Text block:

┄┄┄┄┄┄┄┄┄┄┄┄┄┄┄┄┄┄┄┄

AND, by 1000 million (1 billion years) years ago, there was sufficient oxygen to allow the evolution of respiring animal life. Respiration of course uses oxygen, now abundant in the Earth's atmosphere.

'A rock note':

Limestone is a sedimentary rock, mainly calcium carbonate, formed from the shells and skeletons of marine organisms - these rocks formed to the extent that very little carbon dioxide survives in the atmosphere - but its presence of only 0.04% is NOT insignificant.

Coal is a sedimentary rock formed from thick plant deposits that were buried and compressed over millions of years.

The remains of plankton were deposited in muds on the sea floor and were covered over and compressed over millions of years, producing crude oil and natural gas that became trapped in the rocks.

So, appreciate that the remains of dead algae, rotting plants, skeletons and shells of marine creatures became buried under layers of sediment to form sedimentary rocks like coal (mainly carbon), limestone (carbon dioxide to metal carbonates) and in oil and gas deposits (hydrocarbons).

Ammonia would be converted to soluble nitrates mainly by nitrifying bacteria or, to a small extent, ammonia would be directly oxidised to nitrogen gas by the newly formed oxygen.

The nitrates are absorbed by plants to form proteins or converted to atmospheric nitrogen by denitrifying bacteria.

Methane would be oxidised to carbon dioxide and water by the new 'oxygenated' atmosphere, which is why there is only the tiniest trace left, from volcanoes and cows!

Ozone (O3) would now be formed as the oxygen levels in the atmosphere increased and this oxygen would absorb and filter out much of the ultraviolet light that is harmful to many organisms (including ourselves).

Ozone is formed in the upper atmosphere and is split back into ordinary oxygen molecules (O2) when hit by high energy uv photons - that's the chemistry of the ultraviolet protective action of the ozone layer.

3O2 (g) ==> 2O3 (g)

┄┄┄┄┄┄┄┄┄┄┄┄┄┄┄┄┄┄┄┄

Data extracts:

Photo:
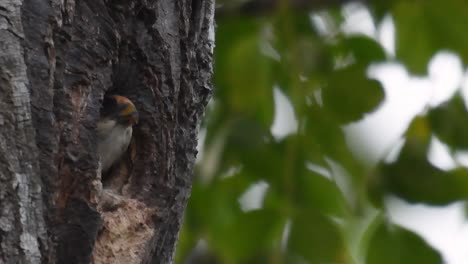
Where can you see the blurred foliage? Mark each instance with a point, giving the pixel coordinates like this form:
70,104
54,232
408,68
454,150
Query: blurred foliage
320,203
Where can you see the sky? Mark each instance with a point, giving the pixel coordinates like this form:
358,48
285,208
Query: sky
445,228
406,96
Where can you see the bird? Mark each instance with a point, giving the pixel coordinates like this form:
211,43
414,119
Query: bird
114,128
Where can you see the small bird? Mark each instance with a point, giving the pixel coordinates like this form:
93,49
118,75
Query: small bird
114,128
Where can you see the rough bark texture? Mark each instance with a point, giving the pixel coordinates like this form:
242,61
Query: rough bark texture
59,58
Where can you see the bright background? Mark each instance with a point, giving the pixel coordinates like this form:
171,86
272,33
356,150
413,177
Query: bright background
305,158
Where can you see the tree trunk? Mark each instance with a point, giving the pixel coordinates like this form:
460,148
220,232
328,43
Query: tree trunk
58,58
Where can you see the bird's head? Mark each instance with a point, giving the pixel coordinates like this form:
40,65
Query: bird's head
121,109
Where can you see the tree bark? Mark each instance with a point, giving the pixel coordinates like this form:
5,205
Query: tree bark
58,59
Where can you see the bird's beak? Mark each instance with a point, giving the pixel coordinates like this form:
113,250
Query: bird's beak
133,118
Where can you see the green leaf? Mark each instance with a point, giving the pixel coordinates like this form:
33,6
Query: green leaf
425,27
319,193
363,49
450,123
414,179
244,77
350,94
395,245
316,239
247,236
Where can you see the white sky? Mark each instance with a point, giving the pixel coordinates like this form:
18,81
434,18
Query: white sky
445,228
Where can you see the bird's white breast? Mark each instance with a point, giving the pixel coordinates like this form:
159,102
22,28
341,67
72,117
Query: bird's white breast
113,142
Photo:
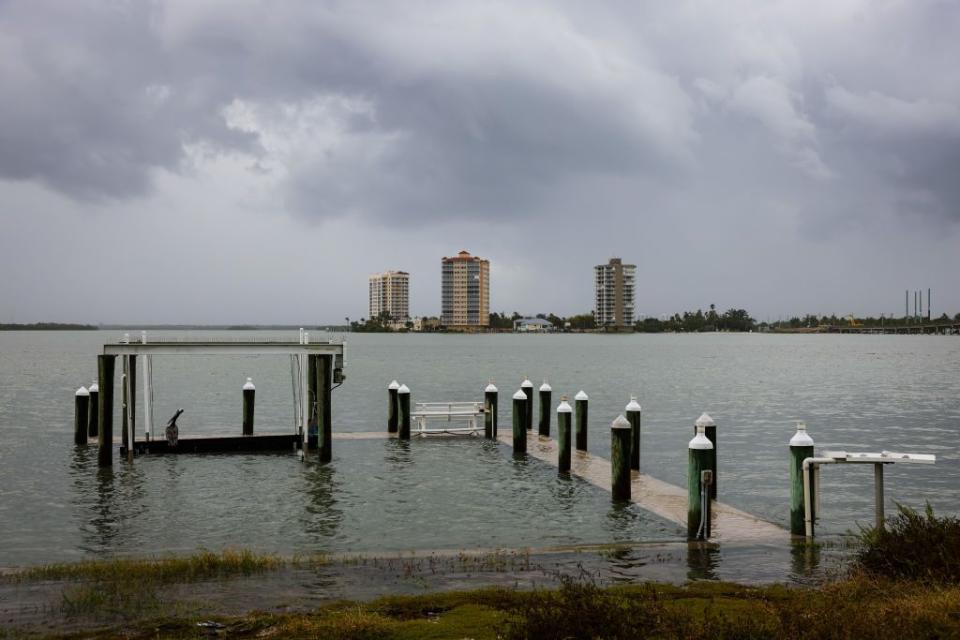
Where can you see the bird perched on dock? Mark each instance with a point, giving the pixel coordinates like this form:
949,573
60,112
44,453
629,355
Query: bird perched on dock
173,432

┄┄┄┄┄┄┄┄┄┄┄┄┄┄┄┄┄┄┄┄

What you need to do:
(1) In the text on Earth's early atmosphere above, rewrite the paragraph beginning "So, appreciate that the remains" as a short bulleted list that keeps its main facts.
(2) Summarize the text on Earth's early atmosphere above in two sentences.
(3) Resume the text on Earth's early atmosphere right after the ozone formation equation at its end.

Task-by-task answers:
(1)
- Dead algae, rotting plants, and the skeletons and shells of marine creatures were buried under layers of sediment.
- This formed sedimentary rocks such as coal (mainly carbon) and limestone (carbon dioxide to metal carbonates).
- It also formed oil and gas deposits (hydrocarbons).

(2) By 1 billion years ago, there was enough oxygen for respiring animal life to evolve, and buried remains of marine organisms and plants formed limestone, coal, and oil and gas deposits. Ammonia was converted mainly by nitrifying bacteria into nitrates, methane was oxidized to carbon dioxide and water, and rising oxygen levels formed ozone that filters out much of the harmful ultraviolet light.

(3)
As mentioned above, many early organisms could not cope with rising levels of oxygen and many species would become extinct - killed off, BUT, (i) the ozone uv filtering and (ii) increased oxygen in the atmosphere, would then allow a much wider evolutionary development of much more complex plant and animal organisms.


Phase 4: Final phase - to date!

By about 200 million years ago the atmosphere composition is believed to be approximately that of today (importantly - 21% oxygen), though we now have rising carbon dioxide and small amounts of gases we regards as pollutants due to the anthropogenic effects of pollution and fossil fuel burning.

Anthropogenic means any environmental change or pollution due to human activity.

The greenhouse gases in the atmosphere, such as water vapour, carbon dioxide and methane, all help maintain temperatures on Earth high enough to support life.

See also More on ozone

APPENDIX 1 Gathering the evidence to justify the theory of how the atmosphere evolved

Geologist examine rock formations and make various deductions e.g.

The age of rocks can be estimated from the ratio of various isotopes of metals in a particular rock formation.

Rock formations containing iron compounds, which are NOT iron oxides, must have been formed before there were significant amounts of oxygen around. These rock formations are very ancient suggesting the early atmosphere had little oxygen in it.

The earliest fossils are derived from tiny organisms e.g. the cyanobacteria, which could survive without any oxygen in the atmosphere.

The fossils from more complex organisms, particularly animals, only appear later in the fossil record after the atmosphere had become much richer in oxygen.

Appendix 2

 The Origin of Life

  • There are several theories of how primitive bacterial life evolved about 3500 million years ago (3.5 billion years).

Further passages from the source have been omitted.